### Requisito A
Traduza para o inglês esta frase da entrevista: "Eu sou médico, não tenho plano de saúde, sempre optei por não ter plano de saúde."
### Requisito B
Segundo Alexandre Padilha na entrevista, quantos usuários de planos de saúde havia quando começou o governo do presidente Lula?

### Texto extraído
----------

Alexandre Padilha – Faz igual no tuiter…

Augusto Nunes – Ministro, o Sr. já se tratou em algum hospital público?

Alexandre Padilha – Eu não tenho plano de saúde. Eu sou…

Augusto Nunes – Não tem?

Alexandre Padilha – Eu sou médico, não tenho plano de saúde, sempre optei por não ter plano de saúde. Depois quando virei ministro, reconfirmei ainda mais não ter. Também não tenho nada contra quem tem, a gente sabe – não sou daquelas pessoas que tentam tapar o sol com a peneira -, nós sabemos que precisamos avançar muito na saúde…

Augusto Nunes – O Sr. é um dos pouquíssimos brasileiros que não tem plano de saúde.

Alexandre Padilha – Não, a grande maioria dos brasileiros não tem.

Augusto Nunes – Não…

Alexandre Padilha – Quando começou…

Augusto Nunes – Não na faixa social a que o Sr. pertence.

Alexandre Padilha – Quando começou o governo do presidente Lula tinham 30 milhões de usuários de planos de saúde, quando eu saí do ministério tinham 50 milhões. Não sou contra quem tem, nós sabemos que precisamos avançar muito na saúde do país. Eu, nos três anos que fui ministro da Saúde – e o SUS está completando 25 anos de existência – tive a coragem de fazer aquilo que nunca tinha sido feito no ministério da Saúde, inclusive enfrentar as resistências para garantir pelo menos o básico, que é a presença do médico nos bairros mais pobres, nos municípios menores. E o nosso estado de São Paulo, embora seja o mais rico do país, foi exatamente o estado que mais pediu médicos. São mais de 2.500 médicos atuando na periferia das grandes cidades e nas cidades do interior de São Paulo.

----------

### Itens salvos
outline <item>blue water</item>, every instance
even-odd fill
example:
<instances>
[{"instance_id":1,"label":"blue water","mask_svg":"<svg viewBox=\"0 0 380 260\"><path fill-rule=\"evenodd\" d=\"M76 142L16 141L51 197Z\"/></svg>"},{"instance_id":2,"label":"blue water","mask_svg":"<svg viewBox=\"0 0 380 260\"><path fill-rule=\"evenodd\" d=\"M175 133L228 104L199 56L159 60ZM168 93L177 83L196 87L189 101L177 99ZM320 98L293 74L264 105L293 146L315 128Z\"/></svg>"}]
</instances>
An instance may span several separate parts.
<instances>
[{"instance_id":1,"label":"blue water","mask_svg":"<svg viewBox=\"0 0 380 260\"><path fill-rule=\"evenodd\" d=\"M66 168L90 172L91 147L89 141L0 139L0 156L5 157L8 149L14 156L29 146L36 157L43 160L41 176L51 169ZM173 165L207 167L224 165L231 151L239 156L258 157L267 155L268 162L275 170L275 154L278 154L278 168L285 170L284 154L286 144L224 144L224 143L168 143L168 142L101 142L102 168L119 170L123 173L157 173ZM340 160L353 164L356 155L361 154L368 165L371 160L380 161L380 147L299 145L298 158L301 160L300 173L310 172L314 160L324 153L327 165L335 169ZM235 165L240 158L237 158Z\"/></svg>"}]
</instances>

----------

### Solução A
I am a doctor, I don't have health insurance, I have always chosen not to have health insurance.

### Solução B
Havia 30 milhões de usuários de planos de saúde.